Par J.-B. Greuze (Musée des Beaux-Arts, Nantes)

Charles-Paul-Jean-Baptiste de Bourgevin de Vialart, comte de Saint-Morys, est né à Paris le 11 juillet 1743. Mousquetaire, puis conseiller au Parlement de Paris, il épousa, le 29 juillet 1769, Éléonore-Élisabeth-Angélique de Beauterne de Jauville qui lui apporta une grande fortune et lui donna un fils, Charles-Étienne de Bourgevin de Vialart.
Il demeurait à Paris, 8 rue Vivienne [IIe]. En 1780, il acheta la terre d’Hondainville [Oise], où il fit construire un nouveau manoir sur l’emplacement du Châteauvert, vieux fort qui avait joué un rôle important au temps de la Ligue. Il y transporta son cabinet d’histoire naturelle et sa galerie de tableaux, et s’occupa d’agriculture : c’est à lui qu’on doit l’introduction de la pomme-de-terre dans le canton de Mouy en 1784.
La Révolution chassa le comte de son domaine. Il émigra en 1790, divorça le 3 décembre 1794 

Combat de Quiberon, par Jean Sorieul (1850)
-------------------------
Problème court A: Relevez dans les entrées chaque ligne contenant la chaîne « floodwater », en tenant compte de la casse.
-------------------------
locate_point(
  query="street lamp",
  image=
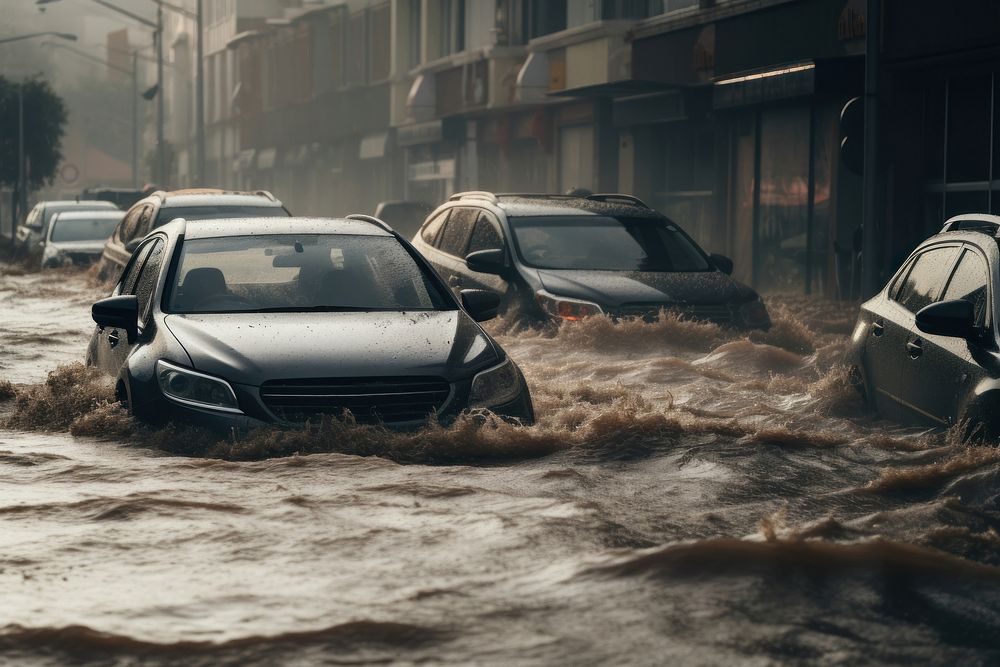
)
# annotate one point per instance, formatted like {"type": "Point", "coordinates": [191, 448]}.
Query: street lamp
{"type": "Point", "coordinates": [134, 72]}
{"type": "Point", "coordinates": [157, 26]}
{"type": "Point", "coordinates": [22, 167]}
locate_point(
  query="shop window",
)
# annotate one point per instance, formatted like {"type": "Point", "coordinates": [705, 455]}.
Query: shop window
{"type": "Point", "coordinates": [783, 215]}
{"type": "Point", "coordinates": [576, 157]}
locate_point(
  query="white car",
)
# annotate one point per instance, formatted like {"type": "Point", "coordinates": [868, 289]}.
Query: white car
{"type": "Point", "coordinates": [78, 237]}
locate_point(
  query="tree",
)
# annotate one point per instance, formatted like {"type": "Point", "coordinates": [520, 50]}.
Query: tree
{"type": "Point", "coordinates": [44, 125]}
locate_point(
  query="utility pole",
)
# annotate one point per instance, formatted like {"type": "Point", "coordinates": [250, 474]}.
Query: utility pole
{"type": "Point", "coordinates": [871, 199]}
{"type": "Point", "coordinates": [200, 98]}
{"type": "Point", "coordinates": [135, 120]}
{"type": "Point", "coordinates": [161, 148]}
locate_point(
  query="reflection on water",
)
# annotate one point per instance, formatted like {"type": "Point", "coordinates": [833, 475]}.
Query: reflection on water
{"type": "Point", "coordinates": [688, 494]}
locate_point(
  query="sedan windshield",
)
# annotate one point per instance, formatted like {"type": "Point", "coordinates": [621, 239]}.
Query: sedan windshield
{"type": "Point", "coordinates": [70, 230]}
{"type": "Point", "coordinates": [300, 273]}
{"type": "Point", "coordinates": [601, 243]}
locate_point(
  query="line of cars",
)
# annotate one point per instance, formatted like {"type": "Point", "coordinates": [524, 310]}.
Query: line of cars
{"type": "Point", "coordinates": [231, 313]}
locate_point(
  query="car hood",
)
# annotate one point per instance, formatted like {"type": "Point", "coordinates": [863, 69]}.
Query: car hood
{"type": "Point", "coordinates": [251, 348]}
{"type": "Point", "coordinates": [612, 289]}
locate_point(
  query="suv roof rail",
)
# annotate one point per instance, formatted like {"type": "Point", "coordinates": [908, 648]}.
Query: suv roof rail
{"type": "Point", "coordinates": [973, 222]}
{"type": "Point", "coordinates": [372, 220]}
{"type": "Point", "coordinates": [616, 198]}
{"type": "Point", "coordinates": [474, 194]}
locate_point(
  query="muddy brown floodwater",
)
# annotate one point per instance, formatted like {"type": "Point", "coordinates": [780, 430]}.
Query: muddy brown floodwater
{"type": "Point", "coordinates": [688, 495]}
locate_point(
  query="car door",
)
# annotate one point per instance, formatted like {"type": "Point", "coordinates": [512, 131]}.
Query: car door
{"type": "Point", "coordinates": [945, 366]}
{"type": "Point", "coordinates": [886, 356]}
{"type": "Point", "coordinates": [451, 245]}
{"type": "Point", "coordinates": [923, 286]}
{"type": "Point", "coordinates": [486, 235]}
{"type": "Point", "coordinates": [112, 344]}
-------------------------
Problème court B: D'après le texte cité, en quelle année le comte de Saint-Morys acheta-t-il la terre d'Hondainville ?

Réponse A:
  query="muddy brown floodwater",
Query: muddy brown floodwater

Réponse B: En 1780.